§ DESCRIPTION OF THE TASK:
Give the number of lines in the records that include the word "below", and nothing besides.

*** INFORMATION Section Begins ***

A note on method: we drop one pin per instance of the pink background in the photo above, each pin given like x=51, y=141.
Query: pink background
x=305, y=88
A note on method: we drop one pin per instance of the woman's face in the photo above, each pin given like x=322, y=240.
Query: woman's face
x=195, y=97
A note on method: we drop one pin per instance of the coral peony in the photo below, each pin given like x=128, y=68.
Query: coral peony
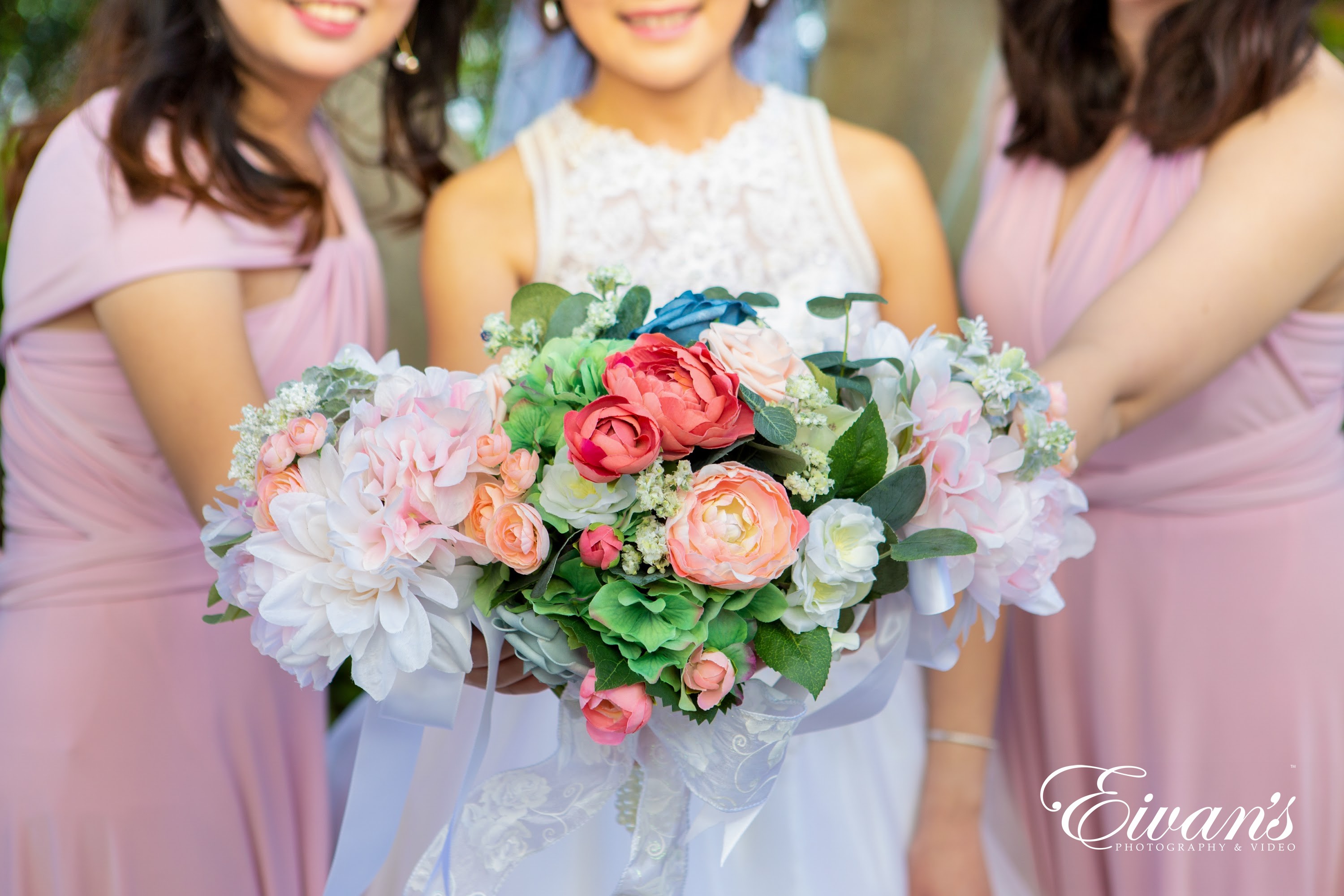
x=736, y=528
x=612, y=437
x=711, y=673
x=613, y=714
x=492, y=448
x=307, y=435
x=271, y=485
x=758, y=355
x=686, y=390
x=517, y=538
x=600, y=547
x=519, y=472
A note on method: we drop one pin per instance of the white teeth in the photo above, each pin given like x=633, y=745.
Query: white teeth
x=339, y=14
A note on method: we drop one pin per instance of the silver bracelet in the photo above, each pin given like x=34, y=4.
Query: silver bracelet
x=963, y=738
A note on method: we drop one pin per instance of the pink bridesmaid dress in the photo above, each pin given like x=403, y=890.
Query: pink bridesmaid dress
x=144, y=753
x=1201, y=640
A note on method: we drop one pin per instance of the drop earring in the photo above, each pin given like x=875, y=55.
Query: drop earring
x=406, y=60
x=551, y=15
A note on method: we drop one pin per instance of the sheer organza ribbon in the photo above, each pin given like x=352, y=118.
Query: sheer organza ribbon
x=730, y=766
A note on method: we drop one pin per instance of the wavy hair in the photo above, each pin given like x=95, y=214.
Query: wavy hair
x=171, y=62
x=1207, y=65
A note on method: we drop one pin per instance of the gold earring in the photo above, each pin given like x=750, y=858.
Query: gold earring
x=406, y=60
x=551, y=15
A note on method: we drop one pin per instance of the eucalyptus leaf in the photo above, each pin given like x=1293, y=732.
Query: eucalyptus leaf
x=828, y=307
x=804, y=659
x=935, y=543
x=537, y=302
x=776, y=425
x=897, y=499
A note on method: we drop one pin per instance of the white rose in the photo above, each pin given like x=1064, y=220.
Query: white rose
x=758, y=355
x=569, y=496
x=843, y=540
x=814, y=602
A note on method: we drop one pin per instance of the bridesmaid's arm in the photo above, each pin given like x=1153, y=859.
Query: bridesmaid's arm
x=479, y=248
x=1262, y=237
x=898, y=214
x=183, y=349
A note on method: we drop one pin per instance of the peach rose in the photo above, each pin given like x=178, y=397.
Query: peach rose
x=518, y=538
x=276, y=454
x=487, y=499
x=519, y=472
x=711, y=673
x=271, y=485
x=736, y=528
x=494, y=448
x=758, y=355
x=307, y=433
x=613, y=714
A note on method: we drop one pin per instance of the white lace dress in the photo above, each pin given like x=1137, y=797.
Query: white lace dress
x=764, y=209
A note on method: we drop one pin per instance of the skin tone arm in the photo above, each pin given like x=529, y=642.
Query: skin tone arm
x=1262, y=236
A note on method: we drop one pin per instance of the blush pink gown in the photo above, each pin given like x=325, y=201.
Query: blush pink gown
x=1202, y=636
x=144, y=753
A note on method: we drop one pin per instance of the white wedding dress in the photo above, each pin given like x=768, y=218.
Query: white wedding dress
x=765, y=209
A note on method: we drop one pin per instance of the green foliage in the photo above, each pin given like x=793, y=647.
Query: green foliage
x=804, y=659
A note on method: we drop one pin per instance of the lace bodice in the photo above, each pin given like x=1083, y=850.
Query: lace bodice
x=765, y=209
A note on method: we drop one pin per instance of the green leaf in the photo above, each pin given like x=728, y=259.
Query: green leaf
x=935, y=543
x=728, y=628
x=804, y=659
x=537, y=302
x=760, y=300
x=569, y=315
x=892, y=577
x=228, y=616
x=752, y=400
x=222, y=548
x=828, y=307
x=897, y=499
x=824, y=381
x=776, y=425
x=631, y=314
x=859, y=456
x=612, y=668
x=488, y=594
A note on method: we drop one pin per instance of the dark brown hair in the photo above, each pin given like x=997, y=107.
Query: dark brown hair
x=171, y=62
x=1207, y=65
x=756, y=15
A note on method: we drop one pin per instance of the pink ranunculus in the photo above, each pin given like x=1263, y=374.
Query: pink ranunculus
x=613, y=714
x=518, y=472
x=711, y=673
x=758, y=355
x=271, y=485
x=518, y=538
x=612, y=437
x=487, y=499
x=492, y=448
x=686, y=390
x=307, y=435
x=736, y=528
x=277, y=452
x=600, y=547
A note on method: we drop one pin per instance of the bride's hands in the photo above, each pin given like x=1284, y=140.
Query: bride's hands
x=511, y=676
x=947, y=859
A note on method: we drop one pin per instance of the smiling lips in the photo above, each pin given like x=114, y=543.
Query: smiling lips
x=327, y=18
x=662, y=25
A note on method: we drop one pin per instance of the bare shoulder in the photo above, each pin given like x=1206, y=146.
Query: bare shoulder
x=874, y=164
x=486, y=210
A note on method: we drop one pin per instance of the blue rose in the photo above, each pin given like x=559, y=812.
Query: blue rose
x=690, y=314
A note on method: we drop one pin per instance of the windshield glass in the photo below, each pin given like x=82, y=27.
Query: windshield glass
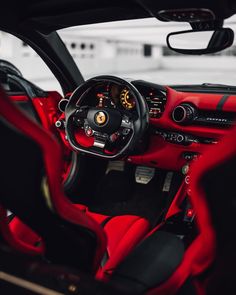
x=137, y=49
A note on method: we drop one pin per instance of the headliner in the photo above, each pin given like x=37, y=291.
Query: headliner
x=50, y=15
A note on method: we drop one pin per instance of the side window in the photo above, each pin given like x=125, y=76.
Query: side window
x=27, y=61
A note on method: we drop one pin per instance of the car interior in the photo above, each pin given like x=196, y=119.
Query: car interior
x=116, y=185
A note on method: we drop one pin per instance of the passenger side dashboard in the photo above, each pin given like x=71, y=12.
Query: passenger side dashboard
x=174, y=143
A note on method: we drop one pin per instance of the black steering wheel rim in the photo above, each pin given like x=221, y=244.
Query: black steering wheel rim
x=138, y=127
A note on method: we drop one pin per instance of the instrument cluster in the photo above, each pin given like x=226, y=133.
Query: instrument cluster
x=110, y=94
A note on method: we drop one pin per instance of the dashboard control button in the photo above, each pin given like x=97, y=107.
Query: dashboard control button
x=183, y=113
x=60, y=124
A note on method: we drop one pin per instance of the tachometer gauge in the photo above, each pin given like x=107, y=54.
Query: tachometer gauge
x=126, y=99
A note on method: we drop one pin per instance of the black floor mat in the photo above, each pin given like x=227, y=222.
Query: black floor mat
x=117, y=193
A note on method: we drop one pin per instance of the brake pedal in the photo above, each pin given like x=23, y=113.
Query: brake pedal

*** INFORMATION Section Ends ***

§ OUTPUT FOR THIS TASK:
2